#### Page extract
<<<<

Charterhouse Sells Amerifit, Prepares for Next Fund

Company: Amerifit Brands

Sponsor: Charterhouse Group

Fund: Charterhouse Equity Partners V LP

Scheduled Launch: 2Q 2010

Target: TBD

Placement Agent: TBD

When gearing up for a fundraise, it’s always nice to have a fresh exit on the books.

Such is the case with Charterhouse Group, a New York-based buyout firm that recently sold Amerifit Brands, a Cromwell, Conn.-based nutritional supplement platform, to Martek Biosciences, a listed, Maryland-based biosciences company. The price tag was $200 million. Amerifit makes Culturelle, a dietary supplement, and Azo, a medicine that helps to relieve and prevent urinary tract infections.

The exit returns money to Charterhouse Equity Partners IV LP, a $447 million pool raised in 2004. It marks the firm’s third exit from that fund, out of 11 total platforms. The fund is around 90 percent deployed, leaving the firm ready to enter the fundraising market.

Charterhouse Group plans to launch fundraising in the second quarter, according to a source familiar with the situation. No target has been set yet, since the firm first wants to get feedback from investors on an appropriate fund size. Charterhouse Equity Partners III LP, a 1998 vintage vehicle, had $1 billion in commitments. The firm attributes the drop in size from Fund III to Fund IV in part to the fact that its placement team left Merrill Lynch for Lazard in 2003, just before Charterhouse Group went to market. Still, the firm retained many of its large institutional investors, including AlpInvest, J.P. Morgan and Goldman Sachs. Charterhouse Group declined to comment on fundraising or which placement agent it may choose for its new fund.

>>>>

#### Aim of the task
Reproduce word for word the stretch of the Charterhouse article from "Sponsor: Charterhouse Group" through "urinary tract infections.".

#### Record extracts
<<<<

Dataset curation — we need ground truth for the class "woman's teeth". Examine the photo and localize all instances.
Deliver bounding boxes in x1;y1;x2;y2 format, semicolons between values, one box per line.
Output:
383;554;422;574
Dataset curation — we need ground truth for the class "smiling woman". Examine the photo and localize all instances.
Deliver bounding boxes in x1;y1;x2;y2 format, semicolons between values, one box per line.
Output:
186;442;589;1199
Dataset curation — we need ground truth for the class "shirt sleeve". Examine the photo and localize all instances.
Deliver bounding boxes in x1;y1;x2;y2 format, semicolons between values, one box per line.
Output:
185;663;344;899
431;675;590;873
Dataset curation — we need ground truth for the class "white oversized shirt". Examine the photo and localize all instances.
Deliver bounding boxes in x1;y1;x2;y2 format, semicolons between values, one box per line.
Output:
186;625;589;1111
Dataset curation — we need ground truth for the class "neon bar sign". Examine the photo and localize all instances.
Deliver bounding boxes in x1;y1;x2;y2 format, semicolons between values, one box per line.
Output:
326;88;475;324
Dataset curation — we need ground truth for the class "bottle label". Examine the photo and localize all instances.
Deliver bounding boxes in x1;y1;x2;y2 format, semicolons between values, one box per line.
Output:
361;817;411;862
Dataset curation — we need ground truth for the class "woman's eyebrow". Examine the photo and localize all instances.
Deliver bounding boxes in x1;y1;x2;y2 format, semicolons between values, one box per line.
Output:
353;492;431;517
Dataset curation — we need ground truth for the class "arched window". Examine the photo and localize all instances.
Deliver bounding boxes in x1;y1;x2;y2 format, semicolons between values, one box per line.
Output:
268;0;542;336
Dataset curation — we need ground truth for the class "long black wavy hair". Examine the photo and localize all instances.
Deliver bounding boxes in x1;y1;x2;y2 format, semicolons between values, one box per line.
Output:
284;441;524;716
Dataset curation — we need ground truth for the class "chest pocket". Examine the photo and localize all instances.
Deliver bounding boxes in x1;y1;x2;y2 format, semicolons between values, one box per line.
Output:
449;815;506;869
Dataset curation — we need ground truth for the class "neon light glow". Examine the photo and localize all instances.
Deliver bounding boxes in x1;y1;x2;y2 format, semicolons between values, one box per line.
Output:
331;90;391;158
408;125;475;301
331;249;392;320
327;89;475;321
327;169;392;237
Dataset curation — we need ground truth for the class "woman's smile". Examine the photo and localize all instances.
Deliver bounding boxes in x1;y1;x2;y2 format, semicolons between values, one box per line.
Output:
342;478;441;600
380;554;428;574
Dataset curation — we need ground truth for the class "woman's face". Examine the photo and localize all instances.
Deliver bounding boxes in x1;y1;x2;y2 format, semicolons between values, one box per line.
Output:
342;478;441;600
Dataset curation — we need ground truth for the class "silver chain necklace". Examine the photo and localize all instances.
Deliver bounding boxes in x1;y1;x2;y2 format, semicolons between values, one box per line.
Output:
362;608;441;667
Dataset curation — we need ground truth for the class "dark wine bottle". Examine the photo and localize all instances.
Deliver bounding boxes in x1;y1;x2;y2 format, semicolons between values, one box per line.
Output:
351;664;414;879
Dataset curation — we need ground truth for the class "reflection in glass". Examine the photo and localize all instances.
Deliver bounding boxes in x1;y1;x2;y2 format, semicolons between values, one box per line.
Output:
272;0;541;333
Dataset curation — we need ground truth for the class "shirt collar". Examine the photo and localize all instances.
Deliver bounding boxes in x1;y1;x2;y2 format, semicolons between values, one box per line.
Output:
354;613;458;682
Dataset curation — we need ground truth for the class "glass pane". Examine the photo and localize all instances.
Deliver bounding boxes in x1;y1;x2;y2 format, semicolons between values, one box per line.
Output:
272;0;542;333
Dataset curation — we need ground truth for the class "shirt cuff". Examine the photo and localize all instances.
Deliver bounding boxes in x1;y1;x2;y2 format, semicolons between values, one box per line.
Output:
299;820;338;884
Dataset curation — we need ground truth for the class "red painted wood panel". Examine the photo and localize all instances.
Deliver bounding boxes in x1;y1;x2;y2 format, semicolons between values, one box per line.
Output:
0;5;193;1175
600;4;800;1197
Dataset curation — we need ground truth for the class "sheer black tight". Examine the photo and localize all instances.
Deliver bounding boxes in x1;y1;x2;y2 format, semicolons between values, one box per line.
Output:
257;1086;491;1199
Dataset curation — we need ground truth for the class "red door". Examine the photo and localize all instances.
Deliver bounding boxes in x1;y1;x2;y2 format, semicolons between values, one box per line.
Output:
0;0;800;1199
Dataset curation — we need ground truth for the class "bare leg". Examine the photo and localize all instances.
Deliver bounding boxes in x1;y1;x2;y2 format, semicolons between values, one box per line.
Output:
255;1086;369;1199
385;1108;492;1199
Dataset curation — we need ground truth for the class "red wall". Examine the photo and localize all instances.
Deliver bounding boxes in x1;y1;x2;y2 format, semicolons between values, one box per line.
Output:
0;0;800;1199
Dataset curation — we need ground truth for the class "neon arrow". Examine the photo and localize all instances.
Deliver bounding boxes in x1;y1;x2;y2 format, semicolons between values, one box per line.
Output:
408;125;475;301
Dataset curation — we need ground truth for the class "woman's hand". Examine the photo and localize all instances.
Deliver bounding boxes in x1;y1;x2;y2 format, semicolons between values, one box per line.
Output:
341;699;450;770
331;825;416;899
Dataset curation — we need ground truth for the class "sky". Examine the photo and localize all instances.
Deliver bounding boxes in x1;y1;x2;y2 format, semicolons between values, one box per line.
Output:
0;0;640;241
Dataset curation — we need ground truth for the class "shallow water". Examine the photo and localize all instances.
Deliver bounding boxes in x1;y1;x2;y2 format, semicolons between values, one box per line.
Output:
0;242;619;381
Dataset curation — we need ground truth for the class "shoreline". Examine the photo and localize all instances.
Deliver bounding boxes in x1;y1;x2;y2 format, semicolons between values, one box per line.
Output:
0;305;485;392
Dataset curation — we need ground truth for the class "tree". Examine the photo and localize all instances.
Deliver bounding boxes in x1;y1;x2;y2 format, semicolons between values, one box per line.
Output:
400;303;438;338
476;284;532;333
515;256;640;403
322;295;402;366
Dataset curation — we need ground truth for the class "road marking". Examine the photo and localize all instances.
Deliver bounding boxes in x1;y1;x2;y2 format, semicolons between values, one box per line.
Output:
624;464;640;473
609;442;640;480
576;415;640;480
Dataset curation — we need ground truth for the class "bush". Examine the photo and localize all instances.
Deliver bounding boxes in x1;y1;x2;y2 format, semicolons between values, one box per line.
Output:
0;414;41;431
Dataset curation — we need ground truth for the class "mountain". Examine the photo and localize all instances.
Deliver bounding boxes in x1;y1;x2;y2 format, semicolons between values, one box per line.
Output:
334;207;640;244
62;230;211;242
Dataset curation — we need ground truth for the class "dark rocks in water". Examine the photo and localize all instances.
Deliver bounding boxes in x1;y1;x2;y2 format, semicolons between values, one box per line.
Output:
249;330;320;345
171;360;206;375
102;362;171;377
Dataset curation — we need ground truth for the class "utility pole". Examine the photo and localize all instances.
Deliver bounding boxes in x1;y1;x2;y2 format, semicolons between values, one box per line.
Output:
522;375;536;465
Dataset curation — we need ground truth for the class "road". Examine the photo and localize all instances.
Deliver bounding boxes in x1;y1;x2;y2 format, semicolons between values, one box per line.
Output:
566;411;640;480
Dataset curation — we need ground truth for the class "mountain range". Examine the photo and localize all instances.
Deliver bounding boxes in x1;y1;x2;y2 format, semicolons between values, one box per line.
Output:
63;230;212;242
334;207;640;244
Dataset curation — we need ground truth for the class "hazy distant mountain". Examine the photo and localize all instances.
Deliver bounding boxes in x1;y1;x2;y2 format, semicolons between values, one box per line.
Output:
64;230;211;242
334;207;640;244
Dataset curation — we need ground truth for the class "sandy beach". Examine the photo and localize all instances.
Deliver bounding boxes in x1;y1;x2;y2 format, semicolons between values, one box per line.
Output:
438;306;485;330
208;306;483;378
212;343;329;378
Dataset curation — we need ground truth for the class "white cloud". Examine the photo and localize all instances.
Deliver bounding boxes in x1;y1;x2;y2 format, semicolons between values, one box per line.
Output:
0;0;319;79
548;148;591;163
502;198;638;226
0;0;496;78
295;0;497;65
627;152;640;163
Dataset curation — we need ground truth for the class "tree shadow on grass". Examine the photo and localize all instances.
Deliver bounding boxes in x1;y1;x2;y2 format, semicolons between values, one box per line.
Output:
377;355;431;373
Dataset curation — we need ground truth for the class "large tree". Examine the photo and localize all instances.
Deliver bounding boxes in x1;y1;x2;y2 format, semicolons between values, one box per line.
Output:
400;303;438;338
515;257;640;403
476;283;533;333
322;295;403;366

>>>>

#### Output for this exercise
Sponsor: Charterhouse Group

Fund: Charterhouse Equity Partners V LP

Scheduled Launch: 2Q 2010

Target: TBD

Placement Agent: TBD

When gearing up for a fundraise, it’s always nice to have a fresh exit on the books.

Such is the case with Charterhouse Group, a New York-based buyout firm that recently sold Amerifit Brands, a Cromwell, Conn.-based nutritional supplement platform, to Martek Biosciences, a listed, Maryland-based biosciences company. The price tag was $200 million. Amerifit makes Culturelle, a dietary supplement, and Azo, a medicine that helps to relieve and prevent urinary tract infections.